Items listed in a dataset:
○ ○ ○ ○ ○ ○ ○
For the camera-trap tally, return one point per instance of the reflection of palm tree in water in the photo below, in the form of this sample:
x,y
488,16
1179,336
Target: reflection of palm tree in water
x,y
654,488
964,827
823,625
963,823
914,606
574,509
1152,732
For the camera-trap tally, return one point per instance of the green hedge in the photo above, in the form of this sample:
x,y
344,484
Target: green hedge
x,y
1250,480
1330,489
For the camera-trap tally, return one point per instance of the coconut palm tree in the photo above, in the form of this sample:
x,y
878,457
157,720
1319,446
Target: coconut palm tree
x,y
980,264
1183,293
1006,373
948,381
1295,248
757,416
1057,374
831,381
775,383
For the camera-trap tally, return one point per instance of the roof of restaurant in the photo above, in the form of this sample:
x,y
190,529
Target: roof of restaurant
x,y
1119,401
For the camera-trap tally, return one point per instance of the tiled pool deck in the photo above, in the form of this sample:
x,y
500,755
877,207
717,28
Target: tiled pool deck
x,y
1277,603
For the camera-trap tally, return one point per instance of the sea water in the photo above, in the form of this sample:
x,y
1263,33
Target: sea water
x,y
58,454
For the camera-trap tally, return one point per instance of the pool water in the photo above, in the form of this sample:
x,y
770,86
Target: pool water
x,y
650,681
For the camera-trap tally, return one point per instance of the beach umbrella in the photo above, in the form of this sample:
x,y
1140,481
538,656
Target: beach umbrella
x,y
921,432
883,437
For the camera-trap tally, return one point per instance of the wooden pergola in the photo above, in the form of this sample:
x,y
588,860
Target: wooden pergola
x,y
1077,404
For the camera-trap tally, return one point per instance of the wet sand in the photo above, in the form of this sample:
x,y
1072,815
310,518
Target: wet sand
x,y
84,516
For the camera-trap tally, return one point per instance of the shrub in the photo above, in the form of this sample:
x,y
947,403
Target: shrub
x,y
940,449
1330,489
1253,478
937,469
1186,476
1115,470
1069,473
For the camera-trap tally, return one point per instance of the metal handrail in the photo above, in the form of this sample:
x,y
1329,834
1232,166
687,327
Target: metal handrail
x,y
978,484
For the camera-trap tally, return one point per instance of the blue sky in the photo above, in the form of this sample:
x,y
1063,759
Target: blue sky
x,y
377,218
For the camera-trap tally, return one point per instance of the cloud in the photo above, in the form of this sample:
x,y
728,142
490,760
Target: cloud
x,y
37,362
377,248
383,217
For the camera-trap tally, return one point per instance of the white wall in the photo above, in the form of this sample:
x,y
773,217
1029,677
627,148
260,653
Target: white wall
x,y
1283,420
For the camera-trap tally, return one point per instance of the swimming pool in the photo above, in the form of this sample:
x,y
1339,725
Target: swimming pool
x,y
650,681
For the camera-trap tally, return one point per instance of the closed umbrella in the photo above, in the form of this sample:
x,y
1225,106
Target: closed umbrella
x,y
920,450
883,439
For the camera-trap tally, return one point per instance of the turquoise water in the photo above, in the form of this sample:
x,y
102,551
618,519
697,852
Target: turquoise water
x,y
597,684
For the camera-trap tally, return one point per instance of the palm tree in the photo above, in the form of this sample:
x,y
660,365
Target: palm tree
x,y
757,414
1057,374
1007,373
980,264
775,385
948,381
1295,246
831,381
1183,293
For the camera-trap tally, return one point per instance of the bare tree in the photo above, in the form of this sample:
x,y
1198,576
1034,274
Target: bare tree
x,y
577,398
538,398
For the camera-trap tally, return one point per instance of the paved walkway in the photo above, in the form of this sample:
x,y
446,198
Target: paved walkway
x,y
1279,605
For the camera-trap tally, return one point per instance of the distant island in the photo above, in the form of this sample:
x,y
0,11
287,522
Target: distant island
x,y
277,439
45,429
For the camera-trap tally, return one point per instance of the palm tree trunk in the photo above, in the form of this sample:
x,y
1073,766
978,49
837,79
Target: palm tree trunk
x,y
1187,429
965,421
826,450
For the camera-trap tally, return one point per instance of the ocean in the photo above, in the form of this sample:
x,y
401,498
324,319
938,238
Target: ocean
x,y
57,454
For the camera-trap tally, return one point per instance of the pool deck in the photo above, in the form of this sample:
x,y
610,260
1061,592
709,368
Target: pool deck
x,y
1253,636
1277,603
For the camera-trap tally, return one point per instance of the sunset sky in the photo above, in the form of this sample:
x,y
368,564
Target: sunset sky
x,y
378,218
○ ○ ○ ○ ○ ○ ○
Exercise goal
Reproduce each entry exactly, leaving out nothing.

Result of the exercise
For the camera-trap tally, return one point per instance of the reflection of palm tree in water in the photo below, in the form of this sample:
x,y
488,16
1179,336
Target: reflection of palm tree in water
x,y
654,488
964,827
823,625
963,823
914,606
574,509
1152,732
For the camera-trap tally, return one point per instance of the green hedge in the photo above, in the form of this sample:
x,y
344,484
Target: green hedge
x,y
1250,480
1330,489
For the camera-trap tally, return one point per instance of the coconut palm tree in the photo above, in the form of this sample:
x,y
878,457
157,720
1319,446
Target: coconut palm tree
x,y
980,264
1183,293
1006,373
948,381
1295,248
757,416
1057,374
831,381
775,383
For the camera-trap tally, return one point per instance of the roof of restaurant in the photo above, in the form of this sample:
x,y
190,529
Target: roof of restaurant
x,y
1119,401
For the camera-trap tally, return one point per instance of the tiled pool deck in the photo above, in the form of this sample:
x,y
500,755
877,207
717,28
Target: tiled pool deck
x,y
1277,603
For the camera-trap tally, return one point per instance of the sea water in the photo above, in the form of this sample:
x,y
1263,33
Target: sea water
x,y
58,454
For the camera-trap tally, return one point per instance of the pool water in the photo above, in the form of this sample:
x,y
770,86
Target: pool water
x,y
650,681
For the camera-trap tally, return one point per instance of the beach umbrella in the photo above, in the form of this sample:
x,y
1140,481
538,656
Target: beach umbrella
x,y
921,432
883,437
For the camera-trap tally, return one point per instance of the wooden pergola in the photo above, in the form of this sample:
x,y
588,860
Target: wooden pergola
x,y
1077,404
For the camera-trap tally, return one point per instance of the wet sand in the photo above, in the form of this sample:
x,y
1072,815
310,518
Target: wet sand
x,y
84,516
For the camera-trap tally, return one point per instance of the shrub in the photo above, in the form of this sample:
x,y
947,403
Target: shrub
x,y
940,449
1330,489
1253,478
937,469
1186,476
1115,470
1069,473
For the camera-trap tally, return one point per instance of the metal handrail in the photo above, in the form of this sample:
x,y
1329,834
1232,166
687,327
Target: metal handrail
x,y
978,484
For the camera-trap tally, return one point per instance of the blue sky in the photo above, in the form of this sample:
x,y
1063,759
Target: blue sky
x,y
377,218
For the camera-trap tally, return one point per instance of the cloud in the photo above, in the form of this sample:
x,y
728,142
490,760
Target: cloud
x,y
37,362
377,248
383,217
For the camera-trap tally, return one point per instance of the white wall in the photo above, in the form of this sample:
x,y
773,217
1029,677
627,148
260,653
Target: white wall
x,y
1283,420
For the camera-trap tally, return one point per instance of the swimming pool in the photo above, in the form of this sample:
x,y
1339,725
Target: swimming pool
x,y
650,681
For the camera-trap tally, return one point per instance of the closed umbrella in the photo above, in the form of this sample:
x,y
1225,106
Target: closed umbrella
x,y
920,450
883,439
For the camera-trap tally, return one point per instance of the turquoise water in the photo above, in the form of this sample:
x,y
102,551
618,519
697,852
Target: turquoise water
x,y
597,684
For the camera-trap tally, return one point per instance of the palm tree in the photo above, in the form of this sample:
x,y
660,365
Target: palm tree
x,y
757,414
1057,374
1007,373
980,264
775,385
948,381
1295,246
831,381
1183,293
For the camera-trap tally, return one point per instance of the bare tree in the photo above, in the form of this sample:
x,y
1198,576
1034,274
Target: bare tree
x,y
577,398
538,398
For the camera-trap tally, return one point per instance of the paved walkway in the photo above, in the form of this sample:
x,y
446,198
Target: paved walkway
x,y
1279,605
For the camera-trap tally, return one point per instance of the distant island in the photo above, in the form of this sample:
x,y
0,11
287,522
Target: distant island
x,y
277,439
45,429
For the camera-trap tally, return one point per instance of the palm tree trunk in the photo above, in the form of this sample:
x,y
1073,766
978,49
837,79
Target: palm tree trunk
x,y
1187,429
965,421
826,450
For the camera-trap tally, return one point per instance of the ocean in the photo above, in the form of this sample:
x,y
401,498
324,319
938,238
Target: ocean
x,y
57,454
For the camera-trap tally, return one point per instance of the pool deck in the photo above, in the form of this sample:
x,y
610,260
1061,592
709,368
Target: pool deck
x,y
1253,636
1277,603
For the camera-trap tally, return one point per instance of the sunset sky in the photo above, in the form of this sample:
x,y
368,564
Target: sunset sky
x,y
378,218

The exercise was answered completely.